Extract every line in the items below that contains the string "glass", matching case exactly.

## Begin Available data

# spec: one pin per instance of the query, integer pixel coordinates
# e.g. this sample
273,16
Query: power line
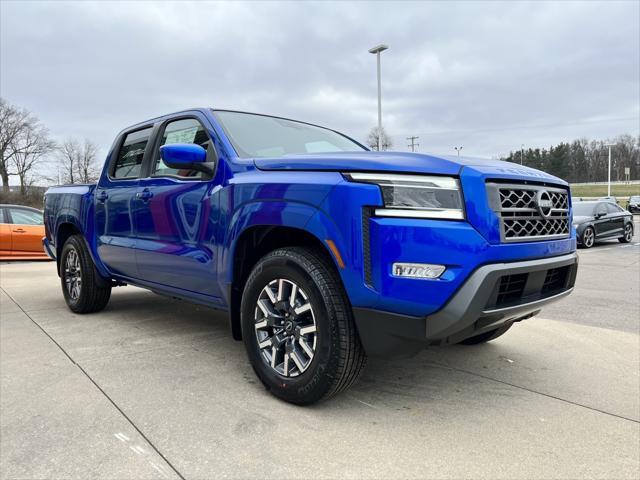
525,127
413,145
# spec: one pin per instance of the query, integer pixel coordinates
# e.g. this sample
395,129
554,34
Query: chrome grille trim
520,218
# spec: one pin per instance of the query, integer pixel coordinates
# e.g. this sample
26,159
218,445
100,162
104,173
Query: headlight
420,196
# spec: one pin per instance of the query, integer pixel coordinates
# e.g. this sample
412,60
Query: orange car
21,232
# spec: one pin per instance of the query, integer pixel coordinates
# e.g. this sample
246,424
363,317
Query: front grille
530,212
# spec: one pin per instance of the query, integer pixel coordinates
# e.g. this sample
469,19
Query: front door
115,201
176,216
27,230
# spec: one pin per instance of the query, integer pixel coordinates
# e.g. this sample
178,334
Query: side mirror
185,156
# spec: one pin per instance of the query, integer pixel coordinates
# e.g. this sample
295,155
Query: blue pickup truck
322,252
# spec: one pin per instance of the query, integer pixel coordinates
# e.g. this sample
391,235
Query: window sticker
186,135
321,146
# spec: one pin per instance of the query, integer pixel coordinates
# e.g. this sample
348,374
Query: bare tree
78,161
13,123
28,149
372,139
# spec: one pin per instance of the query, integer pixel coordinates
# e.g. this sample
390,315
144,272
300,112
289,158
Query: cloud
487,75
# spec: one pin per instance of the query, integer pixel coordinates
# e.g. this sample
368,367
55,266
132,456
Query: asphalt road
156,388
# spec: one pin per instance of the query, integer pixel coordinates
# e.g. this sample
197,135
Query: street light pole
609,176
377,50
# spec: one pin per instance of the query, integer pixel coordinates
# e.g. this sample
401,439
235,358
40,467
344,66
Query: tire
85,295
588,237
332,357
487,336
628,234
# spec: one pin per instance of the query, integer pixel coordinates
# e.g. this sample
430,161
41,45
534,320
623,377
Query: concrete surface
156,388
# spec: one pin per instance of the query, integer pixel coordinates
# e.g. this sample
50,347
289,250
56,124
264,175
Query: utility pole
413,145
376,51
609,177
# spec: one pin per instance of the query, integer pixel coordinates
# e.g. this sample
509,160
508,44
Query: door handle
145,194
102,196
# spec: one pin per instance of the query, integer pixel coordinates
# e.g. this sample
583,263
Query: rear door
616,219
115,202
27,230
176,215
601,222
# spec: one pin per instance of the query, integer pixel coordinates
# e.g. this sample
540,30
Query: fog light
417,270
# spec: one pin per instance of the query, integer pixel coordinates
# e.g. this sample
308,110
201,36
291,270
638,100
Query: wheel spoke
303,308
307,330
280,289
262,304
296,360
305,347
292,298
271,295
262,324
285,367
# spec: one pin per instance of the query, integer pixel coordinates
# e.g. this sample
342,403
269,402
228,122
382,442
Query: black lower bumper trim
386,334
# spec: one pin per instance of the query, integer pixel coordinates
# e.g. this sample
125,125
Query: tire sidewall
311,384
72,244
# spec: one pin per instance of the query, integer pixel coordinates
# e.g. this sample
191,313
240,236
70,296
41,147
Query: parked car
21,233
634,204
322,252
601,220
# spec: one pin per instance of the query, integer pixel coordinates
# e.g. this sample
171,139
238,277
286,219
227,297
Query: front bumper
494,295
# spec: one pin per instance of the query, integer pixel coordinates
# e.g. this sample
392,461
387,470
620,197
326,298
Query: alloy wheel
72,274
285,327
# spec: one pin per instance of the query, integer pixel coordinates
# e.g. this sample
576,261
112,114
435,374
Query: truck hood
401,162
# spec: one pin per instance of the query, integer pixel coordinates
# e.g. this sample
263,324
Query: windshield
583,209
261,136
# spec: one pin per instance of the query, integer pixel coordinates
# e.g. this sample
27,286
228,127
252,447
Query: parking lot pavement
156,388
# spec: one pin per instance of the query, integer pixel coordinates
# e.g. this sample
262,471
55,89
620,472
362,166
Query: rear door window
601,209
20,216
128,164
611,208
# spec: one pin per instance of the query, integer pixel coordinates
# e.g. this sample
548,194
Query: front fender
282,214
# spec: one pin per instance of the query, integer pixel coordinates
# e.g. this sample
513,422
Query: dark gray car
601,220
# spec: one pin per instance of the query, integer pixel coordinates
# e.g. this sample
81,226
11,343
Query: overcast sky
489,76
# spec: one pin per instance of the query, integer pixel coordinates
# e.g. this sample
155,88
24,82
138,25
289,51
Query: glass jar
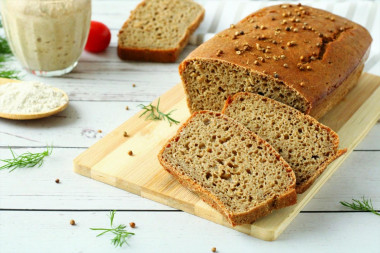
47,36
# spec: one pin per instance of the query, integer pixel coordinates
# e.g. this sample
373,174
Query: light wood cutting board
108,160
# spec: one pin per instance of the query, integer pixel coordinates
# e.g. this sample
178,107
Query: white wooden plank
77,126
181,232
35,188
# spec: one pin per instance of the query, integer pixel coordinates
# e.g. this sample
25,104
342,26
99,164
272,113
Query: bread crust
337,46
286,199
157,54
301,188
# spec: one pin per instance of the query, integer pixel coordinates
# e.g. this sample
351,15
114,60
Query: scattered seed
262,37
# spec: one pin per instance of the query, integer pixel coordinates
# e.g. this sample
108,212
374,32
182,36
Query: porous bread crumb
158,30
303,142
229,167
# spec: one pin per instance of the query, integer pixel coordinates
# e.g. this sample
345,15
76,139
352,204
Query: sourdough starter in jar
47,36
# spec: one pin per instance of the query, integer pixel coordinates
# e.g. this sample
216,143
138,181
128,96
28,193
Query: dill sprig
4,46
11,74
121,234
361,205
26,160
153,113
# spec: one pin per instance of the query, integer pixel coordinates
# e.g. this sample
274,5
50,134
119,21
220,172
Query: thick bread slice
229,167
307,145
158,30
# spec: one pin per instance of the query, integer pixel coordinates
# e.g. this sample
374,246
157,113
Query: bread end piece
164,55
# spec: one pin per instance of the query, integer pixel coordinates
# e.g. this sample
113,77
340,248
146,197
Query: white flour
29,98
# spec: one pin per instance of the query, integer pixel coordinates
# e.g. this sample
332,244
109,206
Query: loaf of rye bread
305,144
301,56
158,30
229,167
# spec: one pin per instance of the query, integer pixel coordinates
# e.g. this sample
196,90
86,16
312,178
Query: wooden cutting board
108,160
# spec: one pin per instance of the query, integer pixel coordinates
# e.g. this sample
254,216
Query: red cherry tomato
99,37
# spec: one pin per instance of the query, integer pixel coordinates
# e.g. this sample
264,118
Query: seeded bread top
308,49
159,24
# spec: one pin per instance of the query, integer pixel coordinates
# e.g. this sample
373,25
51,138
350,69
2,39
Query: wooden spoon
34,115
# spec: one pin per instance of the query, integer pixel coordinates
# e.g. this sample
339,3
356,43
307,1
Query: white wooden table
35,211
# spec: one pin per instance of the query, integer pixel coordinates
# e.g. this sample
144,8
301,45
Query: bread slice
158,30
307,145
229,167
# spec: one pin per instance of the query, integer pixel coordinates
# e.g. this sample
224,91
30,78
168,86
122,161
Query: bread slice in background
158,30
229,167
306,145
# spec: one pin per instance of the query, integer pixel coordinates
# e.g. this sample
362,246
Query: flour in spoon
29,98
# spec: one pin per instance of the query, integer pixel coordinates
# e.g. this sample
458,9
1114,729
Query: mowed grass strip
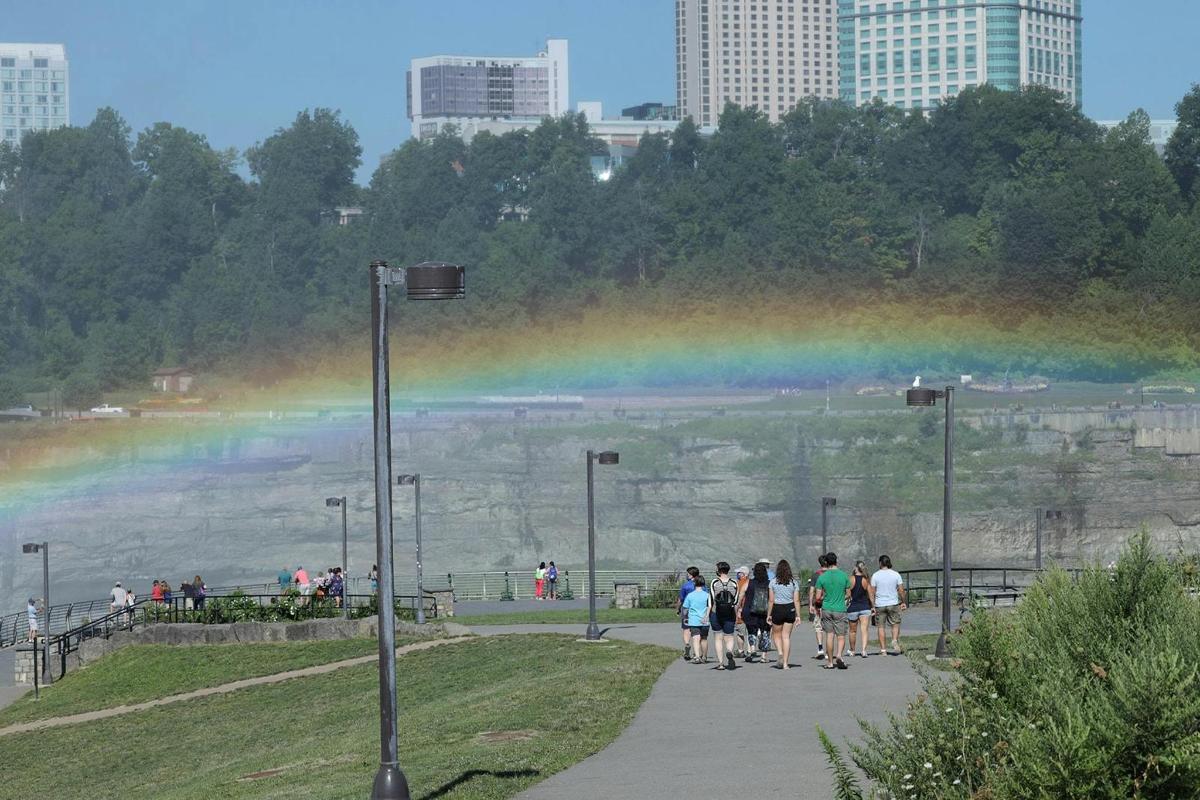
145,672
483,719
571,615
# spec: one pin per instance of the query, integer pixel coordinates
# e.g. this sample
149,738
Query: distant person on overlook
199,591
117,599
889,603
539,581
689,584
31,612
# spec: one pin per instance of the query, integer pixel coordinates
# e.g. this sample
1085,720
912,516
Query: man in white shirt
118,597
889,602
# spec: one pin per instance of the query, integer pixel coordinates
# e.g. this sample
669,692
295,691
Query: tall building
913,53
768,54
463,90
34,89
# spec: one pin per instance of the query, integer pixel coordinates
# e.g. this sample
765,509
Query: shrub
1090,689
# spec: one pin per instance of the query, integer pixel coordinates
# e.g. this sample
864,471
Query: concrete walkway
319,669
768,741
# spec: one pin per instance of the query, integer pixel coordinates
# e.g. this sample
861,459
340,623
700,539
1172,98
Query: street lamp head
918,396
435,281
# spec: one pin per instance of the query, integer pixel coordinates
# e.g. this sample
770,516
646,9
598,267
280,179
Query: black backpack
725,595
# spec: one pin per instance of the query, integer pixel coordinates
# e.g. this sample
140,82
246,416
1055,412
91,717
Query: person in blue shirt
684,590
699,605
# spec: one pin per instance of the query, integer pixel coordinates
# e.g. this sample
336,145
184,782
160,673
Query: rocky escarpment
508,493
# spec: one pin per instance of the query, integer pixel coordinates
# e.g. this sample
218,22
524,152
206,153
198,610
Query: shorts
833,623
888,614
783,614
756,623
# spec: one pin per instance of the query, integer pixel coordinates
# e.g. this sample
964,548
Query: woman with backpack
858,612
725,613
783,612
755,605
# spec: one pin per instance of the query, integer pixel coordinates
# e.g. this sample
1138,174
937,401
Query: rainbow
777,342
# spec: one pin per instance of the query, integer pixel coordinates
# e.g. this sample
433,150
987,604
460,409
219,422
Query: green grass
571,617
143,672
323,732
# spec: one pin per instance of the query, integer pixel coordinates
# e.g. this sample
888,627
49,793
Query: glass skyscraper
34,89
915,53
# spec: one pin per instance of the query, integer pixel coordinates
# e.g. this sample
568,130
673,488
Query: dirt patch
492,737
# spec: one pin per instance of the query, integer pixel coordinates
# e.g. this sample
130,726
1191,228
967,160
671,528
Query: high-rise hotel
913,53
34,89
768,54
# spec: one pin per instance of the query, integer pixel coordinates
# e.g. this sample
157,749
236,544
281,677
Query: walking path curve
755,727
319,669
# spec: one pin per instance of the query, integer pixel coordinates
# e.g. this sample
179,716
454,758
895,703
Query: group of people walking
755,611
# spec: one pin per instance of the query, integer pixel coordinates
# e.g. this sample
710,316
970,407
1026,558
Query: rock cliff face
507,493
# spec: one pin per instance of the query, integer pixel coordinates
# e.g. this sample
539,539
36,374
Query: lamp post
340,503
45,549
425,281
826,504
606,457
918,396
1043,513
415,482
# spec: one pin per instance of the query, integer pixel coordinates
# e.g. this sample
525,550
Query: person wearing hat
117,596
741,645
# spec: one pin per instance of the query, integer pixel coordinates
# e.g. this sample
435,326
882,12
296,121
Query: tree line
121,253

## End Available data

Answer to the task
Query: glass jar
Query: glass skyscraper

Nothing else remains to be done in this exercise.